(TASKS TO PERFORM):
1. Answer these about the seaborn plotting text:
(a) What do violin plots reveal, according to the text?
(b) Which dataset is loaded?
(c) What alpha value does the strip plot use?
2. Please carry the seaborn plotting text forward from the point where it stops.

(TEXT SHOWN):
_ _ _ _ _ _ _
Violin plots reveal the full distribution shape, showing where data is concentrated.

Strip and Swarm Plots

Show individual data points:

Show strip and swarm plots
fig, axes = plt.subplots(1, 2, figsize=(16, 9))

tips = sns.load_dataset('tips')

# Strip plot
sns.stripplot(data=tips,
              x='day',
              y='tip',
              hue='time',
              dodge=True,
              alpha=0.6,
              ax=axes[0])
axes[0].set_title('Strip Plot', fontsize=18)
axes[0].set_xlabel('Day', fontsize=14)
axes[0].set_ylabel('Tip ($)', fontsize=14)
axes[0].tick_params(labelsize=12)
axes[0].legend(title='Time', fontsize=11)

# Swarm plot
sns.swarmplot(data=tips,
              x='day',
              y='tip',
              hue='time',
              dodge=True,
              ax=axes[1])
_ _ _ _ _ _ _
(ITEMS):
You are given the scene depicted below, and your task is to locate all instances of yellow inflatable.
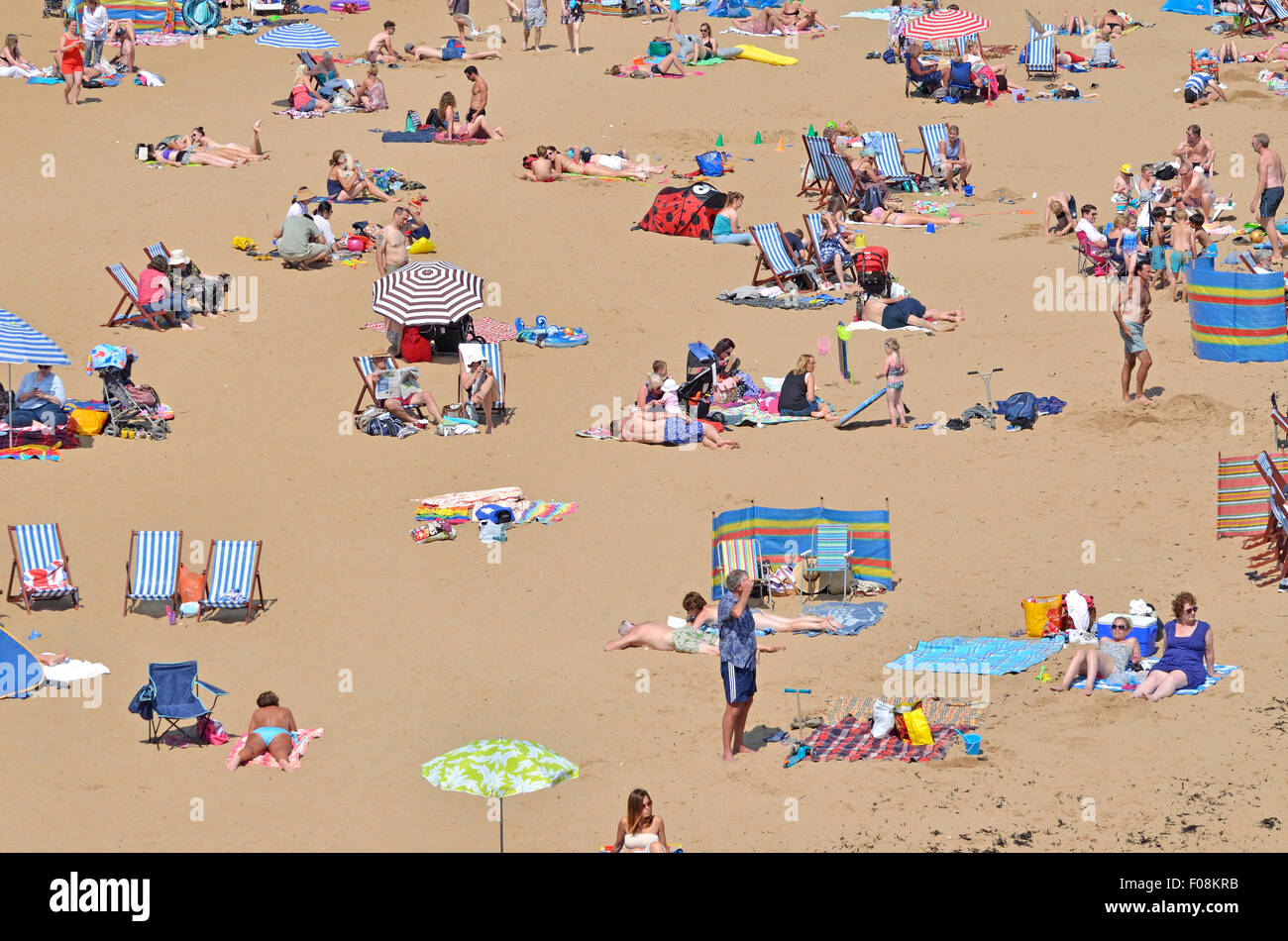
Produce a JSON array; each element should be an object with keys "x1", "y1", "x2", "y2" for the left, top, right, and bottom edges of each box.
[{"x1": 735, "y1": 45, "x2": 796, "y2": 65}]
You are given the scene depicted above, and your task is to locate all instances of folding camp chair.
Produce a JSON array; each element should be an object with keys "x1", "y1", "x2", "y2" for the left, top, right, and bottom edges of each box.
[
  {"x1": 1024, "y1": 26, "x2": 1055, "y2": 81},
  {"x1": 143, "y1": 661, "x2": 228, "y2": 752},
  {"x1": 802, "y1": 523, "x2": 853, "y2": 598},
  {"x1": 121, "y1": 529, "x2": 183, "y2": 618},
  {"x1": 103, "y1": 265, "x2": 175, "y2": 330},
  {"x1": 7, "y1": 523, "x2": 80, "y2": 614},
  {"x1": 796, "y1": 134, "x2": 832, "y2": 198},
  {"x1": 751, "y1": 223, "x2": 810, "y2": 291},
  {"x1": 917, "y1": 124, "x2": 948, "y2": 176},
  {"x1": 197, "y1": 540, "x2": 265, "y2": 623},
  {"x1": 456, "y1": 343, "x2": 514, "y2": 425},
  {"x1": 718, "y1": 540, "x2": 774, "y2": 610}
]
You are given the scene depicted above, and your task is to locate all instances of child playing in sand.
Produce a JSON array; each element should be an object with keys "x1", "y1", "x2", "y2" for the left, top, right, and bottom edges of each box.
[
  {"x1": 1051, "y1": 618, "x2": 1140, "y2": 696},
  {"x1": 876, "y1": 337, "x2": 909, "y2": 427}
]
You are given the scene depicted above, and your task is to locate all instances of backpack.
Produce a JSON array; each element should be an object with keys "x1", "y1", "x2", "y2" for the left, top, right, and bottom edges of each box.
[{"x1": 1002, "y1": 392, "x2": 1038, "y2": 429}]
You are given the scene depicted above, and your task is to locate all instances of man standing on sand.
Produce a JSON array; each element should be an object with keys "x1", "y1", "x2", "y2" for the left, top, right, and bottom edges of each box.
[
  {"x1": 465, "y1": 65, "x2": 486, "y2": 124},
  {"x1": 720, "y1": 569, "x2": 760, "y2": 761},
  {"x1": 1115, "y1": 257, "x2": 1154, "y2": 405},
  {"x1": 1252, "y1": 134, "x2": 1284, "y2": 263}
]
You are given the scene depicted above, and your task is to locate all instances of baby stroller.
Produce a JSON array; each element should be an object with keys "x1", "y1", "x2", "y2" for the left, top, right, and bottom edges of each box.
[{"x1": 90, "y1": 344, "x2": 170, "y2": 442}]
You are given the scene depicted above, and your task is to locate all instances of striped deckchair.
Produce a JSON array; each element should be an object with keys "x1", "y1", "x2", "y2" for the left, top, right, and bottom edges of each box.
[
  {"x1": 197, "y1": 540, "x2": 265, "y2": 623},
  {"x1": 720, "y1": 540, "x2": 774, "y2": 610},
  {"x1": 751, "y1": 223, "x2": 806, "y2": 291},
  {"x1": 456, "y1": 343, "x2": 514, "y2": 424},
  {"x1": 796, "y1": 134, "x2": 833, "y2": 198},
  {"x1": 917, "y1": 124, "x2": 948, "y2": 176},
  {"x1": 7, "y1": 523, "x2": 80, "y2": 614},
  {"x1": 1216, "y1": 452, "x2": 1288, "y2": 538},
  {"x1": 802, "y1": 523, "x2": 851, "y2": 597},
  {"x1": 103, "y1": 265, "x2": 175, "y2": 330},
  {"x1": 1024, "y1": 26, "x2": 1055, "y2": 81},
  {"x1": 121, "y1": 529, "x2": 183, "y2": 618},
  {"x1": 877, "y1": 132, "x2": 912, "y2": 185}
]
_ _ _ _ _ _ _
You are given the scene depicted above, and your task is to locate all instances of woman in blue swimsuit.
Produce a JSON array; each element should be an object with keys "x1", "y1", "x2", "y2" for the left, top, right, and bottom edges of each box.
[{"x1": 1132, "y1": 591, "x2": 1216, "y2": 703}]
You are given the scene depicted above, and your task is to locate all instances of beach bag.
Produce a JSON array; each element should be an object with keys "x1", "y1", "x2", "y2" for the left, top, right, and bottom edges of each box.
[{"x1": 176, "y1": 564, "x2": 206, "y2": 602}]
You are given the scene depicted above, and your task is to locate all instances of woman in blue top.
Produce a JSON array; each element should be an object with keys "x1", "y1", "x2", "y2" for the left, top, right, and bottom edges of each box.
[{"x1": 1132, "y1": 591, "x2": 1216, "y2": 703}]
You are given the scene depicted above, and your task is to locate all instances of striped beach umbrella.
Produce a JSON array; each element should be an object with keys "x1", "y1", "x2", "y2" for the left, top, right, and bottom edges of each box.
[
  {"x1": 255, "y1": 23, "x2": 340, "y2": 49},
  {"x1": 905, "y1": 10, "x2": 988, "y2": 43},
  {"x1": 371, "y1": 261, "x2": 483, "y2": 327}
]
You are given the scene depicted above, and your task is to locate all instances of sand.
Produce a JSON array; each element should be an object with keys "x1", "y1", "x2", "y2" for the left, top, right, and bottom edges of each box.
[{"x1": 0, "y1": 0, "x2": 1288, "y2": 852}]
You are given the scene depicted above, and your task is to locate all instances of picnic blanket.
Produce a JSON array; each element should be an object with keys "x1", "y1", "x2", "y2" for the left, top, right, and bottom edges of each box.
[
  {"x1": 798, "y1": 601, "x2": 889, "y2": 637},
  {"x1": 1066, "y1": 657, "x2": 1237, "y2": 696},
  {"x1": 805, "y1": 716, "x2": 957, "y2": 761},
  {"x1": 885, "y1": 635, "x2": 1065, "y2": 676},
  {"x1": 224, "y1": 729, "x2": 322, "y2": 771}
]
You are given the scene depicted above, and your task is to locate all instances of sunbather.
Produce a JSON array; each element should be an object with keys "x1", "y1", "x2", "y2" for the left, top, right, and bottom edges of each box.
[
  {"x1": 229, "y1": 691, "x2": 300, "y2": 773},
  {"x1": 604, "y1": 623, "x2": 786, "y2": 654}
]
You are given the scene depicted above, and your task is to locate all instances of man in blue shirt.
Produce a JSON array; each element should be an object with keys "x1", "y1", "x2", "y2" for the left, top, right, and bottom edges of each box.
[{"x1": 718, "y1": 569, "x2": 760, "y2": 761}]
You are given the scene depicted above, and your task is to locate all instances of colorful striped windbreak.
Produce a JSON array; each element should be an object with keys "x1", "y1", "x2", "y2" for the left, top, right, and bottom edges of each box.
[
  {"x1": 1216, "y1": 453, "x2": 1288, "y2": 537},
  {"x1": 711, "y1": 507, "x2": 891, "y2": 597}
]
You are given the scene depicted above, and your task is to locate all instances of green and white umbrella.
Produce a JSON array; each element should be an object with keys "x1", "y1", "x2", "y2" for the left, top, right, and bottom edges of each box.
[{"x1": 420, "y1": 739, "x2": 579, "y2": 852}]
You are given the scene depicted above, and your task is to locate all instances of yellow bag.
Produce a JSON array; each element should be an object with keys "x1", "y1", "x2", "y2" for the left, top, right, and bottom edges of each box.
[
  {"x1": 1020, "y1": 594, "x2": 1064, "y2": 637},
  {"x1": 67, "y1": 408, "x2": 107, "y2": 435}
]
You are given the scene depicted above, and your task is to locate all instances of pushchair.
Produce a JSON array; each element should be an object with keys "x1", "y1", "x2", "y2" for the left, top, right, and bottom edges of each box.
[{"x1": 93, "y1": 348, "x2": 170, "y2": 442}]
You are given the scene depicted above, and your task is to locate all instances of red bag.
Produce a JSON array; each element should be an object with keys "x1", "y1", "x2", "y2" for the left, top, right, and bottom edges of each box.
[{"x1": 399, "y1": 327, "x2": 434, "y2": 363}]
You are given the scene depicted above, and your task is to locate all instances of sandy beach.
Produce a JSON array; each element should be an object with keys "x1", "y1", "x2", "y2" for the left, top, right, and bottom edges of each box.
_ _ _ _ _ _ _
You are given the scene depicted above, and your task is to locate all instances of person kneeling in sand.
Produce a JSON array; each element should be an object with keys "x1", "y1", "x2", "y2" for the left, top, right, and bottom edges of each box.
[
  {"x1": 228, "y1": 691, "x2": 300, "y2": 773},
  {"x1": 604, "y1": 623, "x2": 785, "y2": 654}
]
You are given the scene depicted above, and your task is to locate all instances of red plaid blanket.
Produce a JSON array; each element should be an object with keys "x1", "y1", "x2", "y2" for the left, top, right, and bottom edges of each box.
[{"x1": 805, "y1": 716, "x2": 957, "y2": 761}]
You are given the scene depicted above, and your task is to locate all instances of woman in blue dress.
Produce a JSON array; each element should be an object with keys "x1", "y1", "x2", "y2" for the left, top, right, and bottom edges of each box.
_ _ _ _ _ _ _
(ANSWERS PER TASK):
1.
(a) The full distribution shape, showing where data is concentrated.
(b) The 'tips' dataset.
(c) 0.6.

2.
axes[1].set_title('Swarm Plot (No Overlap)', fontsize=18)
axes[1].set_xlabel('Day', fontsize=14)
axes[1].set_ylabel('Tip ($)', fontsize=14)
axes[1].tick_params(labelsize=12)
axes[1].legend(title='Time', fontsize=11)

plt.tight_layout()
plt.show()

Strip plots show all points; swarm plots arrange them to avoid overlap.

Histograms with KDE

Combine histograms with density curves:

Show histogram with KDE
fig, ax = plt.subplots(figsize=(18, 12))

tips = sns.load_dataset('tips')

sns.histplot(data=tips,
             x='total_bill',
             kde=True,
             color='steelblue',
             bins=30,
             line_kws={'linewidth': 3},
             ax=ax)

ax.set_xlabel('Total Bill ($)', fontsize=16)
ax.set_ylabel('Frequency', fontsize=16)
ax.set_title('Distribution of Total Bills with Density Curve', fontsize=20)
ax.tick_params(labelsize=14)
ax.axvline(tips['total_bill'].mean(), color='red', linestyle='--', 
           linewidth=3, label=f'Mean: ${tips["total_bill"].mean():.2f}')
ax.legend(fontsize=14)
plt.show()

KDE (Kernel Density Estimation) shows the smooth distribution shape.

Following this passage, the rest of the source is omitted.